_Task to carry out_
Set down the material below in full, matching it exactly.

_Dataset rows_
———
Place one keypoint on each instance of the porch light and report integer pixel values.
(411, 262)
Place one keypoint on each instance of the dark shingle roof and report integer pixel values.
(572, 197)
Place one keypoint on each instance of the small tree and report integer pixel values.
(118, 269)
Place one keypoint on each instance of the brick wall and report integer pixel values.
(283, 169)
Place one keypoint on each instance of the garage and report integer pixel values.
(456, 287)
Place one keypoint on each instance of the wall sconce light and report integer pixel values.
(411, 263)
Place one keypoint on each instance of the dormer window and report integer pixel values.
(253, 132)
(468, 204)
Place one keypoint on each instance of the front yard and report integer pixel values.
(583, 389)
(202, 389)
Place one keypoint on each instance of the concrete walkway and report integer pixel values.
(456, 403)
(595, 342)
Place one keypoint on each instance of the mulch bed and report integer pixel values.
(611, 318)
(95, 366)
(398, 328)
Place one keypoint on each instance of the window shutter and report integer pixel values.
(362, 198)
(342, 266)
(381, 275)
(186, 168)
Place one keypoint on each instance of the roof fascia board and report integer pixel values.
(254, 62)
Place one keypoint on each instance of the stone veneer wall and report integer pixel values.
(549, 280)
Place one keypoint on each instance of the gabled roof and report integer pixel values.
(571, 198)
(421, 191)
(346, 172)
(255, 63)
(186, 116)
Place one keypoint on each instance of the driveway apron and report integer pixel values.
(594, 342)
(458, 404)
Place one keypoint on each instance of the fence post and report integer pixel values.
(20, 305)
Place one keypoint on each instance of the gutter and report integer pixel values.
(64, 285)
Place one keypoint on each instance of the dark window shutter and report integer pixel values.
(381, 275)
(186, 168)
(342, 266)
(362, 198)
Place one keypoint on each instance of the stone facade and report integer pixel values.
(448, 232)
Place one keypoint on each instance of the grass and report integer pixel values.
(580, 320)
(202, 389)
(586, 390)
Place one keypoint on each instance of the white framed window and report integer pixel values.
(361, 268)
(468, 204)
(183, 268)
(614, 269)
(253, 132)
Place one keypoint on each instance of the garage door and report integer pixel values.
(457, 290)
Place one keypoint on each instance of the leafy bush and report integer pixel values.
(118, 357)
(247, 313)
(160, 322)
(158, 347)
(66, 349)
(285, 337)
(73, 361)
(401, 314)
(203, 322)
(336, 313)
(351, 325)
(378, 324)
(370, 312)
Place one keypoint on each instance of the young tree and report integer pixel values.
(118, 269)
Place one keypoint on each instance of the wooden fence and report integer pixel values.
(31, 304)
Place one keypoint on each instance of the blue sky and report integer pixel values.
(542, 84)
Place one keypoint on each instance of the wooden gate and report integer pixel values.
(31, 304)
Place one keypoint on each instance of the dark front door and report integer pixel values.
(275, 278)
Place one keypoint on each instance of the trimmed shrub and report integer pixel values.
———
_Solved exercise_
Place one keypoint on each instance of the porch light and report integer pixel values.
(411, 262)
Place one keypoint on each instance of the dark shingle roof and report integer pixel values.
(572, 197)
Place one keypoint on each instance of the small tree and report integer pixel values.
(118, 269)
Place one keypoint on each instance of the brick wall and report integer pixel values.
(283, 169)
Place one keypoint on each instance of the garage and report integer pixel values.
(456, 287)
Place one keypoint on each instance of the wall sconce light and report integer pixel values.
(411, 263)
Place one keypoint on each instance of the dormer window and report integer pixel values.
(253, 132)
(468, 204)
Place one keypoint on each instance of the front yard and report integer pixel values.
(583, 389)
(202, 389)
Place one keypoint on each instance of the concrete walkway and report integer pixel values.
(456, 403)
(595, 342)
Place one keypoint on each instance of the mulch bed and report integer pixel values.
(611, 318)
(95, 366)
(398, 328)
Place one keypoint on each instance of the window shutter and report integer pixel values.
(362, 198)
(342, 266)
(381, 275)
(186, 168)
Place one keypoint on each instance of the roof fascia board and report integer pixel values.
(254, 62)
Place one keypoint on each instance of the stone veneer wall and report integer pixel values.
(549, 280)
Place one keypoint on each instance of the gabled roof and report integer pixel values.
(571, 198)
(421, 191)
(346, 172)
(255, 63)
(186, 116)
Place one keypoint on each instance of the driveway apron and report integer pixel values.
(594, 342)
(458, 404)
Place one keypoint on each instance of the fence post and report integer pixel values.
(20, 305)
Place one keypoint on each instance of the gutter and report integer pixel values.
(64, 285)
Place one keypoint on each instance of the dark window shutter and report integer pixel values.
(381, 275)
(186, 168)
(342, 266)
(362, 198)
Place one keypoint on each instance of the stone facade and report integer pixel values.
(448, 232)
Place one keypoint on each instance of the grass and report integer pixel values.
(580, 320)
(202, 389)
(586, 390)
Place one keypoint on each instance of the white framed window and report integer pixel values.
(361, 268)
(468, 204)
(183, 268)
(614, 269)
(253, 132)
Place one keypoint on each instance of the garage door and report integer pixel values.
(457, 290)
Place one keypoint on each instance of the leafy bush and report integer pixel values.
(118, 357)
(247, 313)
(160, 322)
(158, 347)
(66, 349)
(285, 337)
(73, 361)
(401, 314)
(203, 322)
(336, 313)
(351, 325)
(378, 324)
(370, 312)
Place one keypoint on each instance of the young tree and report integer pixel values.
(118, 269)
Place one keypoint on each instance of the wooden fence and report integer pixel values.
(31, 304)
Place one keypoint on each instance of the blue sky and report integer pixel values.
(542, 84)
Place one keypoint on each instance of the wooden gate and report integer pixel values.
(31, 304)
Place one keypoint on each instance of the dark front door and report integer pixel values.
(275, 278)
Place one keypoint on each instance of the trimmed shrub and report integer pixel values.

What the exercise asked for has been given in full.